Data excerpts:

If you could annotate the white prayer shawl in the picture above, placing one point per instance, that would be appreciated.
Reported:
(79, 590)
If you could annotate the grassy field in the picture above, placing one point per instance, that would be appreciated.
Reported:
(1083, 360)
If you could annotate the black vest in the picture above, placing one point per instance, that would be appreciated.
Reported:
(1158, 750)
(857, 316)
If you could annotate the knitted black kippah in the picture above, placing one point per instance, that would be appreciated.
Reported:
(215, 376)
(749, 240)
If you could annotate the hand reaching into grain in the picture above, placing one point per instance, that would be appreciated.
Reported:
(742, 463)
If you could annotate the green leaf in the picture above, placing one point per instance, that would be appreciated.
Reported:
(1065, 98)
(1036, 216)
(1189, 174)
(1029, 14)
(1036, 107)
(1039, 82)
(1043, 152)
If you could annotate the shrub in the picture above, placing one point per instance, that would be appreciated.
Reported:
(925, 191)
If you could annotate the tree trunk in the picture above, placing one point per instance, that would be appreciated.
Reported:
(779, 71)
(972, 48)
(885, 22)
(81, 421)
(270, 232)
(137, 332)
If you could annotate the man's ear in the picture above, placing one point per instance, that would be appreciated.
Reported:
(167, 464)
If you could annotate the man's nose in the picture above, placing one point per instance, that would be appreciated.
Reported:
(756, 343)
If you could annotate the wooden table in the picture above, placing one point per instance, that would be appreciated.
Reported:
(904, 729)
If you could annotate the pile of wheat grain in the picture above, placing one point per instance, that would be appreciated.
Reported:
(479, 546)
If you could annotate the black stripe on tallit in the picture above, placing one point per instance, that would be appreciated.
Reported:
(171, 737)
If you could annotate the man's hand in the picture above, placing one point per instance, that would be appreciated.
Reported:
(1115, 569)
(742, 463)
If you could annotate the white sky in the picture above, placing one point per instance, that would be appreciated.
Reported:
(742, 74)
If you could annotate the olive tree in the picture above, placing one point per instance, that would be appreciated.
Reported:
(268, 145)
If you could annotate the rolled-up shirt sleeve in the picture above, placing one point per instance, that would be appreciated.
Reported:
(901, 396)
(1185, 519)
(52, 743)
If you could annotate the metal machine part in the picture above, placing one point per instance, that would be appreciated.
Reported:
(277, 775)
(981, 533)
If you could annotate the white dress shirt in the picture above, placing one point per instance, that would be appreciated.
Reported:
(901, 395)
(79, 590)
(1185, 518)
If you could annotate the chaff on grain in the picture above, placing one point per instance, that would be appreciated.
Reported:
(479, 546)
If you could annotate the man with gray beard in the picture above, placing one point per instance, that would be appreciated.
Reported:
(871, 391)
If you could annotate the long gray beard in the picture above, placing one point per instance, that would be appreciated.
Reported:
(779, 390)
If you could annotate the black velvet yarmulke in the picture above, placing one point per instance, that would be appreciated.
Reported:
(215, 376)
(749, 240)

#### [Activity]
Search the lines above for the string "shirt", then show every one that has it.

#### [Task result]
If you could annotate the rolled-up shirt sleeve in the picture above, placing one point per instance, that would be appreciated.
If you could annotate the white dress shirt in the picture above, placing one point per instance, that would be appreciated.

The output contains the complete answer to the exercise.